**TO DO:**
- 1) The product kata post sets several kata elements on their own lines, each followed by a colon and its value for the example. List the name of every such element.
- 2) Reproduce word for word the part of the product kata post starting with "Currently the user" and going on through "the user need.".

**PASSAGE GIVEN:**
%%

Recently I stumbled upon an excellent blog post by Melissa Perri, a product manager and UX designer. In this post she describes a way named ‘the product kata’.

The product kata starts with defining the direction: the problem, job or task I want to address.
After a listening tour with the different stakeholders (including clients and users), the requirements list and a contextual observation of the current solution I can at least give a rough description of the problem.

These steps help me to get a basic understanding of the domain and the current situation. In my old way of doing things I would now rush towards the solution. I would identify the next step(s) bearing the most value for the client and along the way remove the shortcomings of the current solution. But wait. The product kata proposes a different way.

A different way

Let’s use an example from a real project. Say the client needs a way to check incoming values measured by some sensors. The old solution plots these values over time in a chart. It lacks important contextual information, has no notion of what ‘checking the values’ mean and therefore cannot document the check result. Since the process of checking the values is central to the business we need to put it first and foremost. Following the product kata I define the direction as ‘check the sensor values’.

Direction: check the sensor values

To see if I reached the goal the kata needs a target condition which I define as ‘the user should be able to check the sensor values and record the check result’.

Target condition: the user should be able to check the sensor values and record the check result

Currently the user isn’t able to check anything. So the next step of the kata is to look at the current condition. If the current condition matches the target condition I am done. The current condition in my example is that the user cannot check the sensor values in the right way.

Current condition: the user cannot check the values in the right way

The first obstacle to achieving the target condition is that I don’t know what the right way is. Since the old solution lacks some important information to fulfill the check my first obstacle I want to address is to find out what information does the user need.

Obstacle: what additional information (besides the values themselves) does the user need

Since the product kata originates from lean product management I need to find an efficient step which addresses this obstacle. In my case I choose to make a simple paper sketch of a chart and interview the user about which data they needed in the past.

Step: paper sketch of chart (to frame the discussion) and interview about information needed in the past

I expect to collect a list with all the information needed.

Expected: a list of past data sources which helped the user in his check process

After doing this I learned what information should be displayed and which information (from the old solution) was not needed in the past.

%%

**EXTRACTED ENTRIES:**
%%

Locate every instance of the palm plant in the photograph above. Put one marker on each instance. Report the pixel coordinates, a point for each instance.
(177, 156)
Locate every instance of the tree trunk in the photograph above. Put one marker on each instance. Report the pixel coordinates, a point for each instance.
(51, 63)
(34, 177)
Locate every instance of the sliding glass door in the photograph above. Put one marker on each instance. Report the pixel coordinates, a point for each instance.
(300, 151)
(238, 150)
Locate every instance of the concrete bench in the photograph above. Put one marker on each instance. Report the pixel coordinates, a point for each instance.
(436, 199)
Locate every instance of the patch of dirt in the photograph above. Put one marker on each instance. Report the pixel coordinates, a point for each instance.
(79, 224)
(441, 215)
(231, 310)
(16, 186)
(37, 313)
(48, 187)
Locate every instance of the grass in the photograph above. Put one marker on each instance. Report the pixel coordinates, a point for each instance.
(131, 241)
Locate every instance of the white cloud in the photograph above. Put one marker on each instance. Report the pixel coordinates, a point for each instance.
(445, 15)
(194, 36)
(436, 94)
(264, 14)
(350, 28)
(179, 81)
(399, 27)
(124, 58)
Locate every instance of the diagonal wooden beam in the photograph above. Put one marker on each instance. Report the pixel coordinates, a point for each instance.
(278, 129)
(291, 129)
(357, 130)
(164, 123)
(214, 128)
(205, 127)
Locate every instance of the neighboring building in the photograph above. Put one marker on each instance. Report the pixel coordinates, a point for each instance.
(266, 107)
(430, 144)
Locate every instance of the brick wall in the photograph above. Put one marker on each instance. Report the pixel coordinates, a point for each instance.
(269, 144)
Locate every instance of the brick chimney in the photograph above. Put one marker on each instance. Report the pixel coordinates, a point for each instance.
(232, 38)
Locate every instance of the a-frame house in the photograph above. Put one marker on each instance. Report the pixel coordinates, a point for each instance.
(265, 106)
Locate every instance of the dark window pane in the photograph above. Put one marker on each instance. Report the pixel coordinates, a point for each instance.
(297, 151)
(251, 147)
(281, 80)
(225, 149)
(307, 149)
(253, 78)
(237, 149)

%%

**EXPECTED RESPONSES:**
- 1)
Direction
Target condition
Current condition
Obstacle
Step
Expected

- 2)
Currently the user isn’t able to check anything. So the next step of the kata is to look at the current condition. If the current condition matches the target condition I am done. The current condition in my example is that the user cannot check the sensor values in the right way.

Current condition: the user cannot check the values in the right way

The first obstacle to achieving the target condition is that I don’t know what the right way is. Since the old solution lacks some important information to fulfill the check my first obstacle I want to address is to find out what information does the user need.